**The exercise**
Format the rows below as a numbered list, leaving out blank lines and the pictures.

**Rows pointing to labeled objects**
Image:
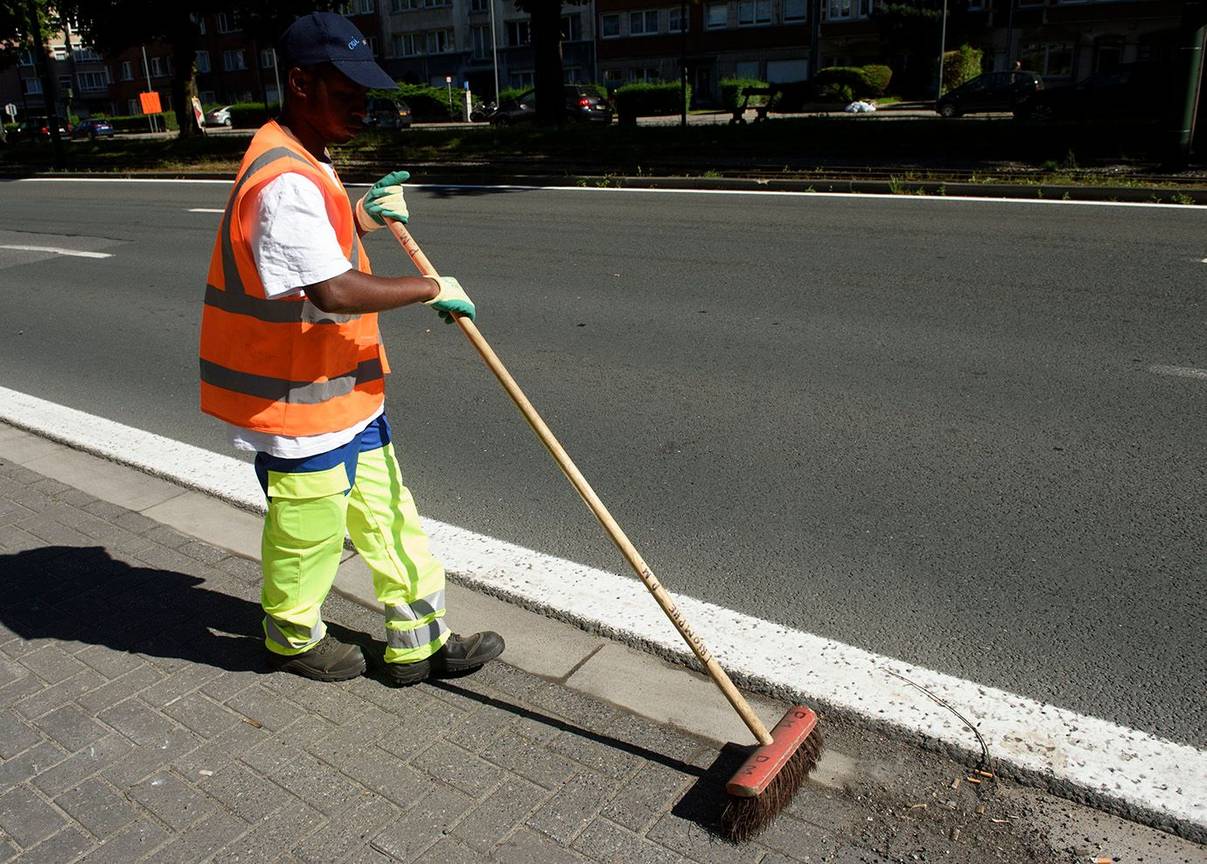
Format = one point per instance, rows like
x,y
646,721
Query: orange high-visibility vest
x,y
284,366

**Expected answer**
1. Image:
2. Format = one point per instance, rows like
3. x,y
4. 646,721
5. Query: orange high-visibility vest
6. x,y
7. 284,366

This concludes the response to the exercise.